ITEMS
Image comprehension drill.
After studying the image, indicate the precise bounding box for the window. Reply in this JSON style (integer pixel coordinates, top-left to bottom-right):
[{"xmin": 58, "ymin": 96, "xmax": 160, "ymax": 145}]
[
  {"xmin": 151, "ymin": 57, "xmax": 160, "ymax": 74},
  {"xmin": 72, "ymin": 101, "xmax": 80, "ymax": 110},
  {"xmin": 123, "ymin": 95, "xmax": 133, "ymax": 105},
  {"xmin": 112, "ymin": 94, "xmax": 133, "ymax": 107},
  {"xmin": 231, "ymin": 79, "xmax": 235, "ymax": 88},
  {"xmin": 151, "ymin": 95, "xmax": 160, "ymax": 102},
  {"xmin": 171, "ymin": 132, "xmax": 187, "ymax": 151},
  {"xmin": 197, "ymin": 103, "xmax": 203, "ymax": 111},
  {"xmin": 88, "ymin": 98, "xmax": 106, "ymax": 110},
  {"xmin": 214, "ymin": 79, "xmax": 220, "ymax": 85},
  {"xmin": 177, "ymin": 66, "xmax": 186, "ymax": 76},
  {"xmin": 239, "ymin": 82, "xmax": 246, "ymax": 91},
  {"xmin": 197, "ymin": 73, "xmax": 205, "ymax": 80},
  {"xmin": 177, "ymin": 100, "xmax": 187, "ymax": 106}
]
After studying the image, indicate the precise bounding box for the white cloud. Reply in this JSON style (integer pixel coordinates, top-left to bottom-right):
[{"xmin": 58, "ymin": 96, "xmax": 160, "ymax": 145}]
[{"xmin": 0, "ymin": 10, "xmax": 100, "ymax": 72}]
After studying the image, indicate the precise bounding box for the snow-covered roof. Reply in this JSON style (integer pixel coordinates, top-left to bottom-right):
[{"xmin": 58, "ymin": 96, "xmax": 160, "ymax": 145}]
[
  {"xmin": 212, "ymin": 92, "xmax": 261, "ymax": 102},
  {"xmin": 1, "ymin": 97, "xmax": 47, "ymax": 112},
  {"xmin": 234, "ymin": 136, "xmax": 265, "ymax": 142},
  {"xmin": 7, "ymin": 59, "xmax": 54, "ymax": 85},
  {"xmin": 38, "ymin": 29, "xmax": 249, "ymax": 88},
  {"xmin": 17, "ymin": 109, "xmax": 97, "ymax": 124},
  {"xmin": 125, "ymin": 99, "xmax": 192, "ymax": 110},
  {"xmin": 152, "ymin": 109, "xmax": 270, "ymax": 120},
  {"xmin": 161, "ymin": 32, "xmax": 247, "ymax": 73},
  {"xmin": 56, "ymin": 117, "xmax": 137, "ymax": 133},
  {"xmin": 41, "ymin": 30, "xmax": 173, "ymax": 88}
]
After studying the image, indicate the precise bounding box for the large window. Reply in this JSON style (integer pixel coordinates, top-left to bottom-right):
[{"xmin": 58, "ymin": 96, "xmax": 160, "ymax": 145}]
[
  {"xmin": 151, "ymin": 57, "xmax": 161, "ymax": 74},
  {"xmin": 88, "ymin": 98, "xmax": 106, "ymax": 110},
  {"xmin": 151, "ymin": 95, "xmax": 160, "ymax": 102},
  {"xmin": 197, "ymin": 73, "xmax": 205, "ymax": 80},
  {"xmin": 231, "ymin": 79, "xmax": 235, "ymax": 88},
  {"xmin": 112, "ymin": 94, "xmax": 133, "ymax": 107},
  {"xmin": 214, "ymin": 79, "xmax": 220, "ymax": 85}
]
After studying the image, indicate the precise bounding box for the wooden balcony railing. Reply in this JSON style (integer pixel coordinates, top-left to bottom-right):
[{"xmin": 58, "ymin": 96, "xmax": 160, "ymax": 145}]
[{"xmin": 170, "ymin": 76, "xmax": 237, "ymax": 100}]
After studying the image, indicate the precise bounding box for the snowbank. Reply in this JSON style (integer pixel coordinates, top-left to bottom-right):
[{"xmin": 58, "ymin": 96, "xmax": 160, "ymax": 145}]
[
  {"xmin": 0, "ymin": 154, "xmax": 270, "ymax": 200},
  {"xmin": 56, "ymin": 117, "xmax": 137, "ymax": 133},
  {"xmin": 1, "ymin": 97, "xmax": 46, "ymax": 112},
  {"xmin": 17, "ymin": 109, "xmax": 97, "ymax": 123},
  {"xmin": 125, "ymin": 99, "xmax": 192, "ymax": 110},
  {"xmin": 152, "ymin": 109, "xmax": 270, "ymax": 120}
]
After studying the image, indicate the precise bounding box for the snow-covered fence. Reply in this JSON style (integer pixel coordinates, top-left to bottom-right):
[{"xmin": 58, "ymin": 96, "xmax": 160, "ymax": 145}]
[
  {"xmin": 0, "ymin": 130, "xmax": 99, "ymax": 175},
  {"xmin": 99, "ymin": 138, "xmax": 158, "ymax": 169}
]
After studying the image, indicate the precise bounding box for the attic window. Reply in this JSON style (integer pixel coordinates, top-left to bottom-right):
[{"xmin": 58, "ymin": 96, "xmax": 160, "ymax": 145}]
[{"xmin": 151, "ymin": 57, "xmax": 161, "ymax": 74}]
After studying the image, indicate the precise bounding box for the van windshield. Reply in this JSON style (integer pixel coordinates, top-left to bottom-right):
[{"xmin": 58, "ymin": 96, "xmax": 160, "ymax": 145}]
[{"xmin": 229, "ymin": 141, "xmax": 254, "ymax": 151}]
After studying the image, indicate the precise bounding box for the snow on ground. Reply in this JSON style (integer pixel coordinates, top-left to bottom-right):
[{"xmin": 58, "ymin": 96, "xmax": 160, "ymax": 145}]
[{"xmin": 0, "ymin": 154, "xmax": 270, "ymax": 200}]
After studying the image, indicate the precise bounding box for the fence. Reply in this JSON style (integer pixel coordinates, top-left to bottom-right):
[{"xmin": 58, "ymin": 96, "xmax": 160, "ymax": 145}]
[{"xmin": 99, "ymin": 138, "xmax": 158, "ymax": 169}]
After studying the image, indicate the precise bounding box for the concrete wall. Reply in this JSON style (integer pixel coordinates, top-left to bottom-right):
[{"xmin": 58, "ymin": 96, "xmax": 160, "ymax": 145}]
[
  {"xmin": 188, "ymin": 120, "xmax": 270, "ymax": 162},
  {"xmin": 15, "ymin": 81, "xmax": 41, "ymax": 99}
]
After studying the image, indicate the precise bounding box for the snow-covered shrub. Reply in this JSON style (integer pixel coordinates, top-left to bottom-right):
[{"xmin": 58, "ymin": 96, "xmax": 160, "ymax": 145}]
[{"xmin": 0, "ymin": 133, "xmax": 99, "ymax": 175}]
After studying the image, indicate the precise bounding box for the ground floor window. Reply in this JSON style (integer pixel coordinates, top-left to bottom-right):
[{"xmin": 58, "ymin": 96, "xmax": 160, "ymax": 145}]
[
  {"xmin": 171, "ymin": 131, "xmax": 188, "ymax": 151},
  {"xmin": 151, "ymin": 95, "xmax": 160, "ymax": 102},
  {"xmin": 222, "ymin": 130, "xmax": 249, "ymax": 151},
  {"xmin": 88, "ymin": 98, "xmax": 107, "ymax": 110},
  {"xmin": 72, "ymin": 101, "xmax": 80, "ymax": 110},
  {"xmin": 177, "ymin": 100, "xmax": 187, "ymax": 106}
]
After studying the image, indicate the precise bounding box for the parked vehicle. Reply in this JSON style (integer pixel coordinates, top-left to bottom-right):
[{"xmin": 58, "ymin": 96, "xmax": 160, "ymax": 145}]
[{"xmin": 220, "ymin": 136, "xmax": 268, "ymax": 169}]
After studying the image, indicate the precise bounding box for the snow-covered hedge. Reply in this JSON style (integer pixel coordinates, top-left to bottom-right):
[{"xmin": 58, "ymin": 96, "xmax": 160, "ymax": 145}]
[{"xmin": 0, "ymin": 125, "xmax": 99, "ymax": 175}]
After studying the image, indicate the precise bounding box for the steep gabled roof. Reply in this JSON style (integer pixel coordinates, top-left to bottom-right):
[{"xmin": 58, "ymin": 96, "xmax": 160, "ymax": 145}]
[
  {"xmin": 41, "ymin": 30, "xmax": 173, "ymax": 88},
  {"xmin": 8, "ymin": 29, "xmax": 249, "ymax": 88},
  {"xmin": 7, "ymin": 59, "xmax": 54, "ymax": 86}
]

WHAT TO DO
Gather each line of the rows above that contains the string "fence" and copy it in full. Case counts.

SOLUTION
After studying the image, indicate the precise bounding box for the snow-covered fence. Reply in this JSON style (integer pixel coordinates, top-left to bottom-right):
After studying the image, indicate the precise bounding box for the fence. Reply in this JSON style (integer pixel coordinates, top-left to bottom-right):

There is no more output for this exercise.